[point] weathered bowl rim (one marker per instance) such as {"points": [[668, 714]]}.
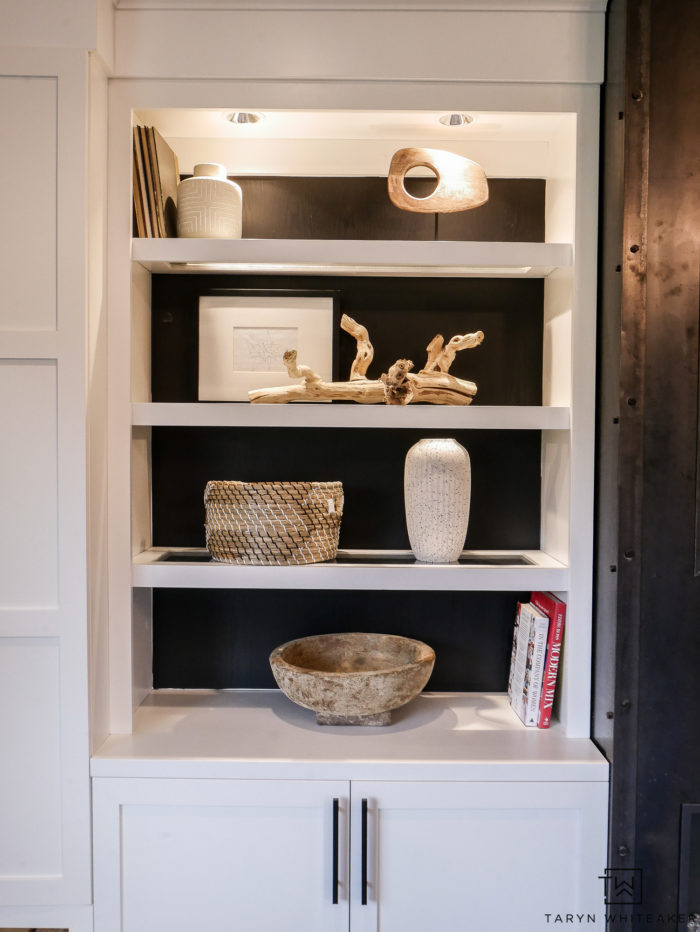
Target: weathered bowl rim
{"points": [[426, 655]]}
---
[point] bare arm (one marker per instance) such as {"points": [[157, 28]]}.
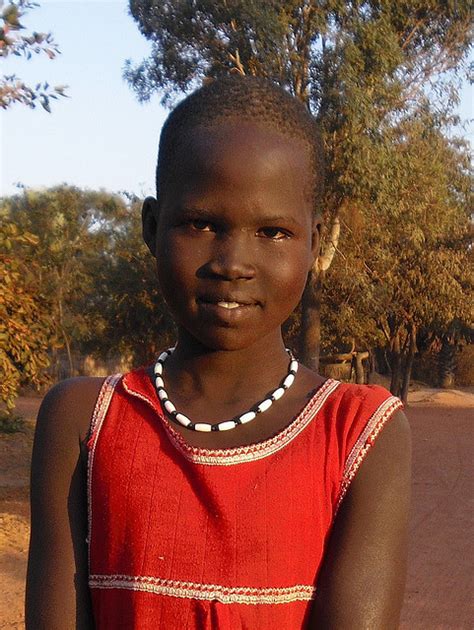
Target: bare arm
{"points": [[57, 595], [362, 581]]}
...
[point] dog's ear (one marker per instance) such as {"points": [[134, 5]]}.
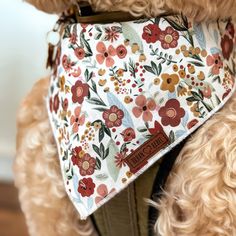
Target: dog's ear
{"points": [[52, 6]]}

* Exercise prompt
Extract every line of the records above that contains the string "Target", treating uppercase and lowercase letters as distinct.

* Exercise result
Target: weathered bowl rim
Target: bare arm
Target: dog's ear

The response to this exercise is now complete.